======== Records provided
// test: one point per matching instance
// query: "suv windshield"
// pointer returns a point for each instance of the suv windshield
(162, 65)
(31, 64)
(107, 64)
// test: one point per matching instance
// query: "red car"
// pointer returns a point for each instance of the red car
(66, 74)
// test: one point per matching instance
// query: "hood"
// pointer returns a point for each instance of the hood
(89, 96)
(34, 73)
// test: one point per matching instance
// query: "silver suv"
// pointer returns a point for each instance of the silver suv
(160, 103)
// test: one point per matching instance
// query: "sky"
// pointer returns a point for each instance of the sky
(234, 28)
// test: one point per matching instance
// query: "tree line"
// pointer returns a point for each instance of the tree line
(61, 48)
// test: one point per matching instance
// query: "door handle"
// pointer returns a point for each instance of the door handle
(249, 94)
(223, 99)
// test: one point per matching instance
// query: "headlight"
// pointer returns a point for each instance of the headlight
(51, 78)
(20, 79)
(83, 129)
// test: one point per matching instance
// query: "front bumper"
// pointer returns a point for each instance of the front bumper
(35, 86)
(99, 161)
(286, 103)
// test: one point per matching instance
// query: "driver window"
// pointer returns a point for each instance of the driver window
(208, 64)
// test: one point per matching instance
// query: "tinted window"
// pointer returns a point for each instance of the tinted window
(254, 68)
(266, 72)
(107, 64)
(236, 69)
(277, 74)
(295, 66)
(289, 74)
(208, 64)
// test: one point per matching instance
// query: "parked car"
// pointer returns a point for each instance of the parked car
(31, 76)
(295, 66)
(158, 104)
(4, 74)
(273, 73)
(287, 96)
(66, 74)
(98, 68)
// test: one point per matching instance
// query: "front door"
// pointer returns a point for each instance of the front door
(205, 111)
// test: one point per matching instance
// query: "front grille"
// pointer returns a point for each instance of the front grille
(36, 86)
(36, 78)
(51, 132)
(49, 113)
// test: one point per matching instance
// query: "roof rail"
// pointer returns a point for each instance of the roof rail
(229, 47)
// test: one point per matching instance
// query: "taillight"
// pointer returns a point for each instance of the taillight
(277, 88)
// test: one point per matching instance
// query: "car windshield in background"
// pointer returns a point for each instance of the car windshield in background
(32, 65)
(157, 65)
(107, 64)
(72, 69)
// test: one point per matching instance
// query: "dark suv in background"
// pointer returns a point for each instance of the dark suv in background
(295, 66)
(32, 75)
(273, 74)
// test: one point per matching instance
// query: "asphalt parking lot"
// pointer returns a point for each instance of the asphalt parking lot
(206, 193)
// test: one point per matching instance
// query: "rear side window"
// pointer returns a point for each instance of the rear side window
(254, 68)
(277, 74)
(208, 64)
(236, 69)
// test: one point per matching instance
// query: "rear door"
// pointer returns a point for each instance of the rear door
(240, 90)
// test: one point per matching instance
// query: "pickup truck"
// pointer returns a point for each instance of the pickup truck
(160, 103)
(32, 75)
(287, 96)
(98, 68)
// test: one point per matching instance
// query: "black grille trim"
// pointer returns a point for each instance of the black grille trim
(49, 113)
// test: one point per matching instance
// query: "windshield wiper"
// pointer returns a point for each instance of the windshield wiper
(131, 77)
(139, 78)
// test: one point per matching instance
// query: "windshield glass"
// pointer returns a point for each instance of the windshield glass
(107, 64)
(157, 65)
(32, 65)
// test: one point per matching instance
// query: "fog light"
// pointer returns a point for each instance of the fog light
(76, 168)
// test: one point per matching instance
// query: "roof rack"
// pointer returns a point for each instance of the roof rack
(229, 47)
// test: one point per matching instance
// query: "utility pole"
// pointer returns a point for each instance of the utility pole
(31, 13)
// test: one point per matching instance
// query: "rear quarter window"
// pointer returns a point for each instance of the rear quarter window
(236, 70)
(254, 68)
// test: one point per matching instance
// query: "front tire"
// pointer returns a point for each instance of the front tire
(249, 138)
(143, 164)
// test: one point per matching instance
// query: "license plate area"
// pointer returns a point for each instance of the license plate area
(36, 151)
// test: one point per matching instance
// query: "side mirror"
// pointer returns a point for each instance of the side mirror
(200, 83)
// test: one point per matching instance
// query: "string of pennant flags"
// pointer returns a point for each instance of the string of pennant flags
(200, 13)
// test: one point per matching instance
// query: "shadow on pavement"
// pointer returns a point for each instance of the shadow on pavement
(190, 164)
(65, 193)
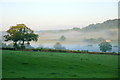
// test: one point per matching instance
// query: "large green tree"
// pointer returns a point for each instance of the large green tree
(20, 34)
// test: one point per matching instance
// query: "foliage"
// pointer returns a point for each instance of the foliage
(19, 34)
(105, 46)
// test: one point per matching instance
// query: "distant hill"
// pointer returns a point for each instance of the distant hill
(109, 24)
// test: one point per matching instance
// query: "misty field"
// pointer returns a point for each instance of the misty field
================
**Directions**
Throughout the records above, find the lines in which the word "misty" appears and return them.

**Result of the exercise**
// query: "misty field"
// pointer returns a point for each instance of the misty field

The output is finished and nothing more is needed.